Rewrite all of the items below, changing every "matching instance" to "matching object" and keeping everything else the same. Leave the pictures out.

>> Begin Provided information

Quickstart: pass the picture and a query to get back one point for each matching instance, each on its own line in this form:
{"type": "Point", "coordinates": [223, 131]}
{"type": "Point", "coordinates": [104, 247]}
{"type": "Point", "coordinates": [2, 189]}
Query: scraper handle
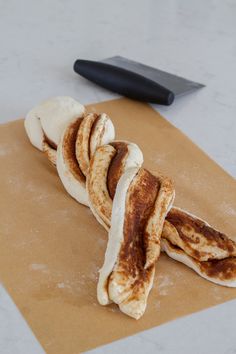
{"type": "Point", "coordinates": [124, 82]}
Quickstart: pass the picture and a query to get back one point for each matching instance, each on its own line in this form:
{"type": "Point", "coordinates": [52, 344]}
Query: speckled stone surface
{"type": "Point", "coordinates": [40, 41]}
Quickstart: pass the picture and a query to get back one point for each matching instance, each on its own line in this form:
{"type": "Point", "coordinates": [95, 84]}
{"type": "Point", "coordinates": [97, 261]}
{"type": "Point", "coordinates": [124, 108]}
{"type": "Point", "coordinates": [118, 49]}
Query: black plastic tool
{"type": "Point", "coordinates": [124, 82]}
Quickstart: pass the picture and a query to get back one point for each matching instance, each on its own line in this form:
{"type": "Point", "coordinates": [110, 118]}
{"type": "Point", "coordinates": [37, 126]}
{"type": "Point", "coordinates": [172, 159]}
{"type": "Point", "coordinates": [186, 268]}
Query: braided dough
{"type": "Point", "coordinates": [133, 205]}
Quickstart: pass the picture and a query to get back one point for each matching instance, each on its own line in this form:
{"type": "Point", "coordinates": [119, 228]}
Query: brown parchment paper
{"type": "Point", "coordinates": [51, 247]}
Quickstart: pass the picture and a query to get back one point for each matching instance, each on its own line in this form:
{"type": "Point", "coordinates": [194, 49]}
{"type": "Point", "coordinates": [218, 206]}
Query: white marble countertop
{"type": "Point", "coordinates": [40, 41]}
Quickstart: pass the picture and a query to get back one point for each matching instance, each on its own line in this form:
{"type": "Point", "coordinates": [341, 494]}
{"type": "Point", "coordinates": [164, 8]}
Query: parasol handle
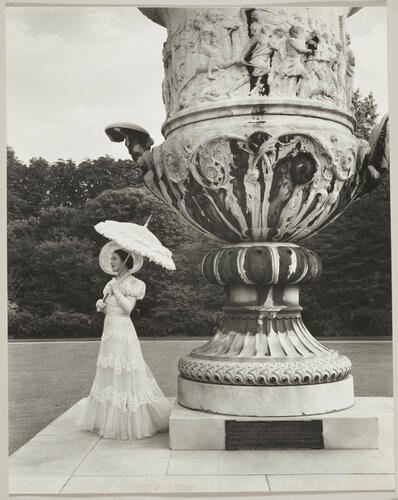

>> End Provided information

-- Solution for this task --
Quickstart: pass the picture and a query to get back one point for each matching object, each on its own line in this form:
{"type": "Point", "coordinates": [223, 131]}
{"type": "Point", "coordinates": [104, 247]}
{"type": "Point", "coordinates": [2, 189]}
Query: scraper handle
{"type": "Point", "coordinates": [124, 82]}
Quickstart: pass the picture and a query to get back one point for each matching object, each on its own line in this form:
{"type": "Point", "coordinates": [52, 344]}
Query: speckled stone surface
{"type": "Point", "coordinates": [40, 41]}
Quickstart: pass the picture and a query to get back one point for each matching object, each on its own line in this form:
{"type": "Point", "coordinates": [95, 84]}
{"type": "Point", "coordinates": [97, 261]}
{"type": "Point", "coordinates": [124, 108]}
{"type": "Point", "coordinates": [118, 49]}
Query: black plastic tool
{"type": "Point", "coordinates": [124, 82]}
Quickstart: pass the picture and a query to get back one point for each matching object, each on its own line in this form:
{"type": "Point", "coordinates": [110, 118]}
{"type": "Point", "coordinates": [37, 126]}
{"type": "Point", "coordinates": [172, 159]}
{"type": "Point", "coordinates": [186, 268]}
Query: braided dough
{"type": "Point", "coordinates": [133, 205]}
Quickstart: pass the picture and a query to get back one point for each matching object, each on its own line in this form:
{"type": "Point", "coordinates": [119, 228]}
Query: brown parchment paper
{"type": "Point", "coordinates": [51, 247]}
Quickstart: pass the picture and a query to get back one point for each matching object, each on its own line in this form:
{"type": "Point", "coordinates": [194, 49]}
{"type": "Point", "coordinates": [218, 206]}
Query: white marble countertop
{"type": "Point", "coordinates": [40, 41]}
Quickstart: pass the picture and a query to get back one point for each matching object, each on its own line in this form:
{"type": "Point", "coordinates": [341, 494]}
{"type": "Point", "coordinates": [164, 8]}
Query: parasol handle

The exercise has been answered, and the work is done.